Provided passage:
Extreme Science: Does Sea Ice Speed Up Ocean Acidification?
This is the third in a series of blog posts from scientists taking part in the third Catlin Arctic Survey.
If you want to understand how ocean acidification might impact some marine creatures you need to do two things. First go to the seaside and find a seashell. Then go to a shop and buy a fizzy drink — any brand will do. Put the seashell in the fizzy drink and leave it for a few days. Then have a look and see how much of the shell is still there.
You will see that it is starting to dissolve away.
A similar process is happening in the oceans today. Carbon dioxide (CO2) in the atmosphere is being absorbed by the oceans. When CO2 dissolves in water it forms carbonic acid. Fizzy drinks are also carbonated — they have CO2 bubbled into them, and this makes them acidic. In the oceans, cold waters absorb CO2 more rapidly, and so the process of ocean acidification affects the coldest seas, such as the Arctic Ocean, the most.
The carbonic acid in the oceans doesn’t stay as carbonic acid for very long. It quickly breaks down into bicarbonate (HCO3-) and a hydrogen ion (H+). Acidity is the measure of hydrogen ions in a liquid. So as the number of hydrogen ions increases we say it is becoming more acidic, and we communicate this using the pH scale.

Excerpted records:
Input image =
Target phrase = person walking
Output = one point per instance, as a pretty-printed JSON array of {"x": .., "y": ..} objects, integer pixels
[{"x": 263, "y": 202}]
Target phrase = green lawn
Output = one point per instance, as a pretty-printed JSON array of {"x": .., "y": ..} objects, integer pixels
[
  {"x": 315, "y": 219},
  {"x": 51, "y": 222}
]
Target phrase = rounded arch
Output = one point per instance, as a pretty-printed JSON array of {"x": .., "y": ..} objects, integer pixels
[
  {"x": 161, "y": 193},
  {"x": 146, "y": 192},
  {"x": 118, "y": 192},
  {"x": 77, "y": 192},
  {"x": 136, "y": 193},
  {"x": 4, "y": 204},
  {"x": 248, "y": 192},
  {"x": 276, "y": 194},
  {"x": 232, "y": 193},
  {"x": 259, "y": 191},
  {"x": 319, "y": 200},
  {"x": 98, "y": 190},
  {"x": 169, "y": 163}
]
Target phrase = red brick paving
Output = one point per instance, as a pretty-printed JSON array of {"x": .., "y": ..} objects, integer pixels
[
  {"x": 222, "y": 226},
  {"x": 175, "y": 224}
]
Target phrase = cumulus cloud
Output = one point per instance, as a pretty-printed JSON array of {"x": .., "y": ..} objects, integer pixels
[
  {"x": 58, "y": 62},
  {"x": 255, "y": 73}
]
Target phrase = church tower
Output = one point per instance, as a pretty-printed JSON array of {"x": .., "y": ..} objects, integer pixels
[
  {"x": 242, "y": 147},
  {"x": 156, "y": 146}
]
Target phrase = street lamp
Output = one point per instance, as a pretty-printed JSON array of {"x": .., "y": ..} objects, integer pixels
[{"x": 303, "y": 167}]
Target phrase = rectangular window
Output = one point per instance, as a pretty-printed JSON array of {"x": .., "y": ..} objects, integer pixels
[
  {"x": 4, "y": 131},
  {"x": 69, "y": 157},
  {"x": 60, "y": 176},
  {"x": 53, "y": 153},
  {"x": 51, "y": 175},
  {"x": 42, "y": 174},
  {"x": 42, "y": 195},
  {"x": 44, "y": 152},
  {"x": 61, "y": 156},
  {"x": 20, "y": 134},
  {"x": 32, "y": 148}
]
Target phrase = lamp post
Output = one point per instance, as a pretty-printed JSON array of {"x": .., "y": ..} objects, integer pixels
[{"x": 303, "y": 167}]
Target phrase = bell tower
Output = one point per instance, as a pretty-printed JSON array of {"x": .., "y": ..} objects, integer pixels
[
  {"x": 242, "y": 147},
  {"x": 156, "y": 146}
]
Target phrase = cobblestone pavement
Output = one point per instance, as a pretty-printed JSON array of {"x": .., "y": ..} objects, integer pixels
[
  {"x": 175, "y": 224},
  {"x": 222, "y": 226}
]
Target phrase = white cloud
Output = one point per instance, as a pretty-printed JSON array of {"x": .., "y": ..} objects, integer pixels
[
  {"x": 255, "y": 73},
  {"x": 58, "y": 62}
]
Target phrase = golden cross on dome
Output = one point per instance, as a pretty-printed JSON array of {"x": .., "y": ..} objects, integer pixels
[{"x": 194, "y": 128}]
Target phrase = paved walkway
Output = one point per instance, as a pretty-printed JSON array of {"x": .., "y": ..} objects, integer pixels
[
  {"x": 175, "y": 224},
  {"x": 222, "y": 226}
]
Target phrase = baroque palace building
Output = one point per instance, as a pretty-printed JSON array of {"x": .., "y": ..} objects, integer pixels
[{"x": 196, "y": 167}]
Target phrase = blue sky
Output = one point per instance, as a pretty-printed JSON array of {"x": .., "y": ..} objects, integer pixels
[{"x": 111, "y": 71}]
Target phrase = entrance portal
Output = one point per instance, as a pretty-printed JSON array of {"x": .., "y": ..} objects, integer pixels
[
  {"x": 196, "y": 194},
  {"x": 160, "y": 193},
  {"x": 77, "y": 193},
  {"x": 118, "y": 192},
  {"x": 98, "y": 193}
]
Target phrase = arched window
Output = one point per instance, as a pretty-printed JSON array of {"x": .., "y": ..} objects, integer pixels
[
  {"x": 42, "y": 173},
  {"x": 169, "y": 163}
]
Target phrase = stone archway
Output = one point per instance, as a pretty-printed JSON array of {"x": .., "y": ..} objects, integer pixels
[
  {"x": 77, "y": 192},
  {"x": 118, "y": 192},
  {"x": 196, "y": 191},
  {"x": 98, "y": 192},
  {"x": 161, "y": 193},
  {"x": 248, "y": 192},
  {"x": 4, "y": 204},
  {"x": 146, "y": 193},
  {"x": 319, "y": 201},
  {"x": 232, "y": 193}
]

Work order: Reproduce word for word the part of the ocean acidification post between "This is the" and "to dissolve away.", inclusive.

Result:
This is the third in a series of blog posts from scientists taking part in the third Catlin Arctic Survey.
If you want to understand how ocean acidification might impact some marine creatures you need to do two things. First go to the seaside and find a seashell. Then go to a shop and buy a fizzy drink — any brand will do. Put the seashell in the fizzy drink and leave it for a few days. Then have a look and see how much of the shell is still there.
You will see that it is starting to dissolve away.